_Exercise requirements_
Please turn every line of the records below into a numbered list, leaving out the blank lines.
** Begin Task material **
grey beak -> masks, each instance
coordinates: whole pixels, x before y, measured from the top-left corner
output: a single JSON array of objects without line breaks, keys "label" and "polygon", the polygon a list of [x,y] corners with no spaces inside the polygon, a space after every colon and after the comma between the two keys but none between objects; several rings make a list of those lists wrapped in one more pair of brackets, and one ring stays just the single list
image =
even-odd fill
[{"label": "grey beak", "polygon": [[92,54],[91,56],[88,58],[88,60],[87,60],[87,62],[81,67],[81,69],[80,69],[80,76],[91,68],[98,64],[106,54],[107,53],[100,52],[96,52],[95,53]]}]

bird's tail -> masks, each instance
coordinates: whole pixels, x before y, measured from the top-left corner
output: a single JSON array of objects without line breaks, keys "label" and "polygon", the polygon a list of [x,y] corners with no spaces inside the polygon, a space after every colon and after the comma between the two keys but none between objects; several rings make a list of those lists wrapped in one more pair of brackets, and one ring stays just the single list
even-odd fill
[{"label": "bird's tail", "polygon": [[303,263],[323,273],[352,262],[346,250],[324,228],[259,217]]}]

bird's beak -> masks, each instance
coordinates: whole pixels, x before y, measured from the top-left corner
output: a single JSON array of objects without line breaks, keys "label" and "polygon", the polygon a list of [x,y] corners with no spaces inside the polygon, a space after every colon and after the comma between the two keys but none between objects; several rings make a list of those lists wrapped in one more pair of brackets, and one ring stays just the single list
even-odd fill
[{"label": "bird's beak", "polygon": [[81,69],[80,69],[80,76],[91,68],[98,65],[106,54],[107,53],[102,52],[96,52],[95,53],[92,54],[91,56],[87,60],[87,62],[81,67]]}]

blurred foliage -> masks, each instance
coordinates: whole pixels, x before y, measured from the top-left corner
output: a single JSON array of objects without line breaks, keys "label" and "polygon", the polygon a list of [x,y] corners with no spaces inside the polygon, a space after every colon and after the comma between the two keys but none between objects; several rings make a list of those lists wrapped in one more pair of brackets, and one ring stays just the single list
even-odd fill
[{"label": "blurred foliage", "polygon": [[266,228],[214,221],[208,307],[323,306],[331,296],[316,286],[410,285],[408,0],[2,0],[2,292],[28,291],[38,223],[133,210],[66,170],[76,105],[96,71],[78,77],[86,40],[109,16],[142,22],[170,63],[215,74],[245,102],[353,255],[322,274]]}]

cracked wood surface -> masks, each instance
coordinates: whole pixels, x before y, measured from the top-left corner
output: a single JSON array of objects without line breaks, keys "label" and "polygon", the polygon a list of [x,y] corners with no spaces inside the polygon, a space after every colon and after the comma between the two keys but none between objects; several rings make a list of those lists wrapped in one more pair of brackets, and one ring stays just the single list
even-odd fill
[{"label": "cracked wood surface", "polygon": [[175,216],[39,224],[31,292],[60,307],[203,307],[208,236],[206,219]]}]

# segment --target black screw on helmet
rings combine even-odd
** End Task material **
_Worked solution_
1. grey beak -> masks, each instance
2. coordinates: whole pixels, x before y, measured from the top-left corner
3. output: a single JSON array of objects without line breaks, keys "label" and "polygon", the polygon a list of [x,y] corners with no spaces inside the polygon, a space after every colon and after the comma between the two keys but none between objects; several rings make a list of those lists wrapped in one more pair of brackets, and one ring stays just the single list
4. image =
5. even-odd fill
6. [{"label": "grey beak", "polygon": [[92,54],[91,56],[88,58],[88,60],[87,60],[87,62],[81,67],[81,69],[80,69],[80,76],[91,68],[98,64],[106,54],[107,53],[100,52],[96,52],[95,53]]}]
7. bird's tail -> masks, each instance
8. coordinates: whole pixels, x before y, measured from the top-left corner
9. output: a single JSON array of objects without line breaks, keys "label" and "polygon", the polygon a list of [x,y] corners with no spaces inside the polygon, a space after every colon and after the comma between the two keys but none between objects; several rings make a list of those lists wrapped in one more pair of brackets, and one ring stays just the single list
10. even-odd fill
11. [{"label": "bird's tail", "polygon": [[303,263],[323,273],[352,262],[346,250],[324,228],[259,217]]}]
12. bird's beak -> masks, each instance
13. coordinates: whole pixels, x before y, measured from the top-left corner
14. output: a single JSON array of objects without line breaks, keys "label" and "polygon", the polygon a list of [x,y] corners with no spaces inside the polygon, a space after every colon and after the comma between the two keys but none between objects; several rings make a list of those lists wrapped in one more pair of brackets, and one ring stays just the single list
15. even-odd fill
16. [{"label": "bird's beak", "polygon": [[81,69],[80,69],[80,76],[91,68],[98,65],[106,54],[107,53],[102,52],[96,52],[95,53],[92,54],[91,56],[87,60],[87,62],[81,67]]}]
17. blurred foliage -> masks, each instance
18. coordinates: whole pixels, x before y, measured from the top-left corner
19. output: a single JSON array of objects without line breaks, keys "label" and "polygon", the polygon a list of [x,y] corners with no spaces inside the polygon, a space after every colon and after the comma between the two keys but none between objects; several rings make a list of those lists wrapped in one more pair of brackets, and one ring stays just the single list
20. even-odd fill
21. [{"label": "blurred foliage", "polygon": [[266,228],[214,221],[208,307],[323,306],[331,296],[316,286],[410,285],[408,0],[2,0],[2,292],[28,291],[38,223],[133,210],[66,170],[76,105],[96,71],[78,77],[86,40],[109,16],[142,22],[170,63],[215,74],[245,102],[353,255],[322,274]]}]
22. cracked wood surface -> masks, each instance
23. coordinates: whole pixels, x before y, measured from the top-left corner
24. output: a single JSON array of objects without line breaks, keys "label" and "polygon", the polygon a list of [x,y] corners with no spaces inside the polygon, a space after every colon and after the comma between the two keys but none between objects; several rings make a list of those lists wrapped in one more pair of brackets, and one ring stays just the single list
25. even-odd fill
26. [{"label": "cracked wood surface", "polygon": [[175,216],[39,224],[31,292],[60,307],[203,307],[208,236],[206,219]]}]
27. # segment --target black screw on helmet
28. rings combine even-odd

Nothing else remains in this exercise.